• _BRIEF_: Find each line below that contains the word "tight" and copy it out in full. Uppercase and lowercase letters must match.

• _DATASET RECORDS_:
>> begin
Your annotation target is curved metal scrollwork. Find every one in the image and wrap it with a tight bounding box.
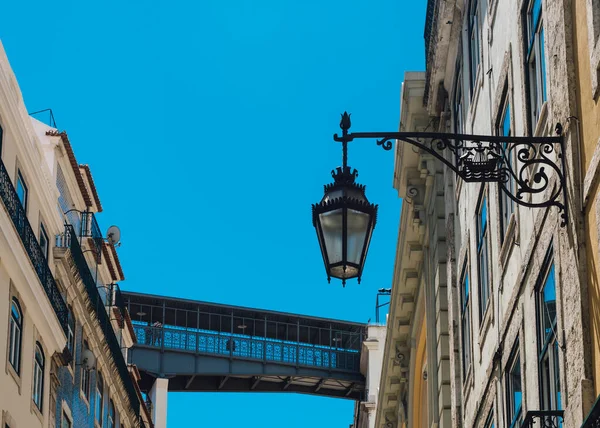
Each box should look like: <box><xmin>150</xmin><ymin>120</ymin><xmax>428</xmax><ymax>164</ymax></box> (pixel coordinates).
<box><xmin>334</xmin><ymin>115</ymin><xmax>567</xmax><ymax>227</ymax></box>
>> end
>> begin
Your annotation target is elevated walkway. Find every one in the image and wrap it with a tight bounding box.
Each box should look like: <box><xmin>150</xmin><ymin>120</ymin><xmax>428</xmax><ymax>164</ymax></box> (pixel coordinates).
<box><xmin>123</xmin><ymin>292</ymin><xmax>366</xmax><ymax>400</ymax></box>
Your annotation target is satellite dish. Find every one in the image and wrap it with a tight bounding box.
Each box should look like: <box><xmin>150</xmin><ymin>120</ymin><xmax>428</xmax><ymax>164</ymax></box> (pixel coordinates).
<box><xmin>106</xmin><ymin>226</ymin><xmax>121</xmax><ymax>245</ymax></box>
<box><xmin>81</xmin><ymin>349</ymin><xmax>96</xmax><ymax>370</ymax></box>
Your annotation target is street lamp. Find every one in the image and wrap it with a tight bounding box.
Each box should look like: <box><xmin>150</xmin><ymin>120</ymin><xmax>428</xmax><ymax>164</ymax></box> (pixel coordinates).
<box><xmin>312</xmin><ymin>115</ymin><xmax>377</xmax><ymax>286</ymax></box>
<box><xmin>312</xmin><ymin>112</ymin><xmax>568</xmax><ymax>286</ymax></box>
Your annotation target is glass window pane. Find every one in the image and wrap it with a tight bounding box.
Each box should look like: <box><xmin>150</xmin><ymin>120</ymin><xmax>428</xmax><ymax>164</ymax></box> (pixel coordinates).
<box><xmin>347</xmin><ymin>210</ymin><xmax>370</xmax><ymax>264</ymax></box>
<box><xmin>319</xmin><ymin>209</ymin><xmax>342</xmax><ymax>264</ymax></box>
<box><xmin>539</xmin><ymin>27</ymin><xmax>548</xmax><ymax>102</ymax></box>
>> end
• _REPLY TO THE TASK_:
Your annotation target is curved metal scrollwork. Find every one in the image and wrap it with a tight bounding box.
Your annotation target is elevated walkway. Find every one in the image and wrap it with a tight bounding box.
Your annotation target is satellite dish. Find every one in the image and wrap it with a tight bounding box.
Your annotation target is street lamp. Find every one in the image and wrap it with a tight bounding box.
Your annotation target is glass window pane. Find every one in the image and wrap it with a tight bounding box.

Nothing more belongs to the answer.